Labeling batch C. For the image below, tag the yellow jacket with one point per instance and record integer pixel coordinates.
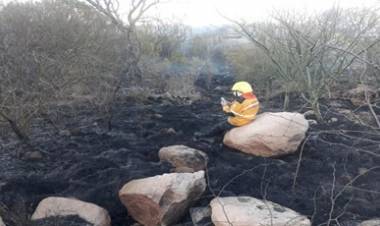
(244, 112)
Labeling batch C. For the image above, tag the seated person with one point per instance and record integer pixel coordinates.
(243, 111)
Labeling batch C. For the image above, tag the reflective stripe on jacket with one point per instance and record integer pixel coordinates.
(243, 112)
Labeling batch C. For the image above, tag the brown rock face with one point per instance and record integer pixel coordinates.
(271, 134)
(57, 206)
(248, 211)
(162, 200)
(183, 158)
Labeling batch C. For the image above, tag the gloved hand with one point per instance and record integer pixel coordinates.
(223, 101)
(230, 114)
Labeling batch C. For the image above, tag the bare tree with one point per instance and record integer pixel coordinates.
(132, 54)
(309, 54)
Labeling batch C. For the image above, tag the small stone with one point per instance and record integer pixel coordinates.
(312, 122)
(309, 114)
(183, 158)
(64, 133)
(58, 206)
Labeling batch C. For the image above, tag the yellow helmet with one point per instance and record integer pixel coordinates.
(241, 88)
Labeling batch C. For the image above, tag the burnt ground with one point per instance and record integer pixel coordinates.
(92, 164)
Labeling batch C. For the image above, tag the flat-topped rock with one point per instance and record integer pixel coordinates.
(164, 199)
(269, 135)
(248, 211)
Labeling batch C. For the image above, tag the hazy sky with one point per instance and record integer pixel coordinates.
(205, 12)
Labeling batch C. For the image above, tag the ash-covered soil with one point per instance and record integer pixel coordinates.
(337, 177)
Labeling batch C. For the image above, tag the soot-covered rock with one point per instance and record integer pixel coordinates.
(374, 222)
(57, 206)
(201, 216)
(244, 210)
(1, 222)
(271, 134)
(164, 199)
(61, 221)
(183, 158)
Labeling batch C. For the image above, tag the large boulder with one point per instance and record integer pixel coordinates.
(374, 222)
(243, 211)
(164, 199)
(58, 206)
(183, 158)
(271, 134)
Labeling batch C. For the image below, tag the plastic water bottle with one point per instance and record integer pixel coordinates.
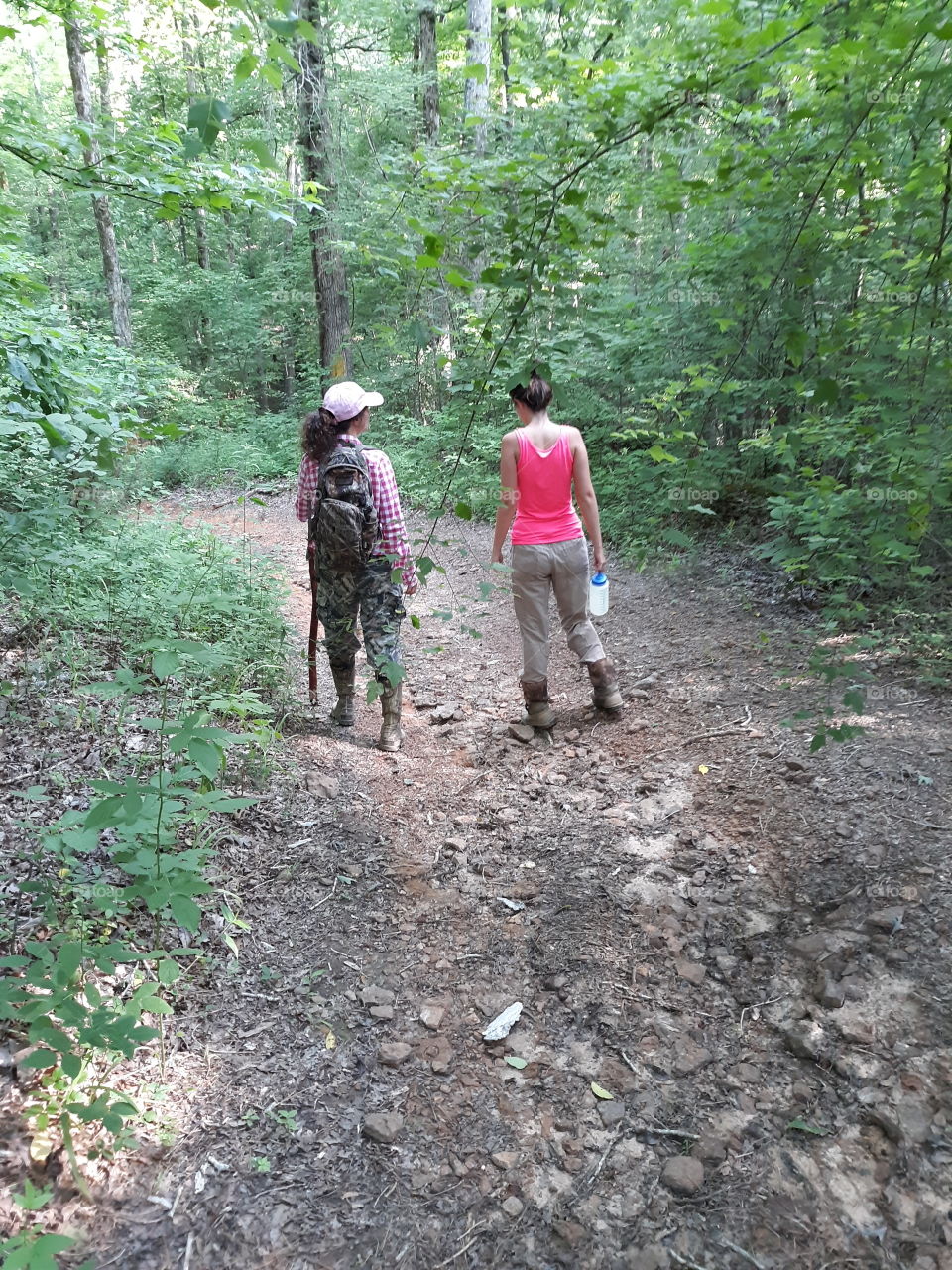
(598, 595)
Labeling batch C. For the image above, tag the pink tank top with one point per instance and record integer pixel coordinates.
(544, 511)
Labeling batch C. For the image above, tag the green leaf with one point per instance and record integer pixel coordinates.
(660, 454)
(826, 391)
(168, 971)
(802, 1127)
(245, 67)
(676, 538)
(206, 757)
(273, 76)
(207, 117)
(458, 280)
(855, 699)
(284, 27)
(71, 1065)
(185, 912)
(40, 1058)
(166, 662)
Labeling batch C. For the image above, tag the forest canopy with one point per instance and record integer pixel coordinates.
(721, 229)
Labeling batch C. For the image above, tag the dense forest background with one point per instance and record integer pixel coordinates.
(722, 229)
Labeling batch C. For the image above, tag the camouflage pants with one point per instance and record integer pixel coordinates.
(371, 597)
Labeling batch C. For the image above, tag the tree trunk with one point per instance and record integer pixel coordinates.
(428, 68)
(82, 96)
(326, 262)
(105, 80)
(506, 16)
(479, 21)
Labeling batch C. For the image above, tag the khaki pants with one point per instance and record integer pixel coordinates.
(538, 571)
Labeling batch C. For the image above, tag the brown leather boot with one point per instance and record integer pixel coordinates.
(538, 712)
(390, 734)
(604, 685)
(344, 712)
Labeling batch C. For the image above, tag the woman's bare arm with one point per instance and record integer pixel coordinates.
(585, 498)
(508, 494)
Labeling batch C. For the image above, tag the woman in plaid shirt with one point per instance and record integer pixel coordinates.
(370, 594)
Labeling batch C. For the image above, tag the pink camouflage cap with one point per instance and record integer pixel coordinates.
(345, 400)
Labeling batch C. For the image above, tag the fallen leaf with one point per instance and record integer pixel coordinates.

------------------------------------------------

* **Brief**
Convert all of the items above into a numbered list, omitting blank lines and leaving the pictures out.

* **The reply**
1. Labeling batch C. For the image below, tag the yellow jacket with one point per instance and record integer pixel coordinates.
2. (244, 112)
3. Labeling batch C. For the image above, tag the seated person with one point per instance and record integer pixel coordinates.
4. (243, 111)
5. Labeling batch C. For the image above, tag the reflective stripe on jacket with one point per instance and record integer pixel coordinates.
6. (243, 112)
7. Labeling batch C. For the image above, tag the brown rock face with one point per instance and record integer pixel coordinates.
8. (271, 134)
9. (57, 206)
10. (248, 211)
11. (162, 200)
12. (183, 158)
13. Labeling batch C. For the image above, tag the gloved hand with one point per instance and record integer pixel coordinates.
14. (223, 101)
15. (230, 114)
16. Labeling batch C. For the image above, tag the bare tree with one point per instance and record integer pixel coordinates.
17. (132, 54)
18. (309, 54)
19. Labeling batch C. For the image above, tag the small stone with one point per instance and record integer pixel coordinates.
20. (312, 122)
21. (309, 114)
22. (183, 158)
23. (64, 133)
24. (58, 206)
25. Labeling batch C. For the image above, tag the yellow helmet with one point per instance and record integer pixel coordinates.
26. (241, 88)
27. Labeling batch C. For the image above, tag the burnt ground with one point per instance and record integer pixel coordinates.
28. (92, 164)
29. Labeling batch C. For the image above, tag the flat-topped rock with one point per instance and record integer pixel coordinates.
30. (164, 199)
31. (269, 135)
32. (248, 211)
33. Labeling batch C. For the image above, tag the hazy sky with one point per instance and record integer pixel coordinates.
34. (205, 12)
35. Labeling batch C. For the image above, tag the ash-covered soil with one point per instance and record integer pixel coordinates.
36. (337, 177)
37. Labeling batch C. For the image above, tag the soot-covered rock with one point per instance and record integer pixel coordinates.
38. (374, 222)
39. (57, 206)
40. (201, 216)
41. (244, 210)
42. (1, 222)
43. (271, 134)
44. (164, 199)
45. (61, 221)
46. (183, 158)
47. Labeling batch C. For the image above, tag the large boulder with one point per instance and record integer pixel coordinates.
48. (374, 222)
49. (243, 211)
50. (164, 199)
51. (58, 206)
52. (183, 158)
53. (271, 134)
54. Labeling batch C. For the image below, tag the plastic water bottle with one point per instance and record integer pixel coordinates.
55. (598, 595)
56. Labeling batch C. For the image above, tag the pink tank top with one point per instance and record integer pixel coordinates.
57. (544, 511)
58. Labeling batch C. For the image above, tag the green leaf with one point per instance and record integer pixel coordinates.
59. (660, 454)
60. (826, 391)
61. (168, 971)
62. (802, 1127)
63. (245, 67)
64. (676, 538)
65. (206, 757)
66. (273, 76)
67. (207, 117)
68. (458, 280)
69. (855, 699)
70. (284, 27)
71. (71, 1065)
72. (185, 912)
73. (40, 1058)
74. (166, 662)
75. Labeling batch C. For the image above, tag the forest canopy with one point per instance and record integer pixel coordinates.
76. (721, 229)
77. Labeling batch C. For the image above, tag the dense forest background with one point per instance and record integer pixel coordinates.
78. (722, 229)
79. Labeling batch C. For the image above, tag the camouflage pants with one point per instance and record integer pixel coordinates.
80. (371, 597)
81. Labeling batch C. For the image above, tag the tree trunk with one point per instance and record integer pixel coordinates.
82. (428, 68)
83. (82, 96)
84. (326, 262)
85. (105, 80)
86. (506, 16)
87. (479, 21)
88. Labeling batch C. For the image above, tag the khaki pants with one point per instance and record integer pixel coordinates.
89. (538, 571)
90. Labeling batch C. For the image above, tag the brown leather boot with one point per instance and record integer pixel coordinates.
91. (538, 712)
92. (390, 734)
93. (604, 685)
94. (344, 712)
95. Labeling batch C. For the image above, tag the woman's bare arm with one point per instance and record integer pixel coordinates.
96. (585, 498)
97. (508, 494)
98. Labeling batch C. For the image above, tag the woman in plaid shirt with one point per instance and record integer pixel coordinates.
99. (370, 594)
100. Labeling batch C. For the image above, tag the pink camouflage cap with one point per instance and record integer pixel coordinates.
101. (345, 400)
102. Labeling batch C. For the image above, tag the fallen leaf with one point per instance and record integer pixel coordinates.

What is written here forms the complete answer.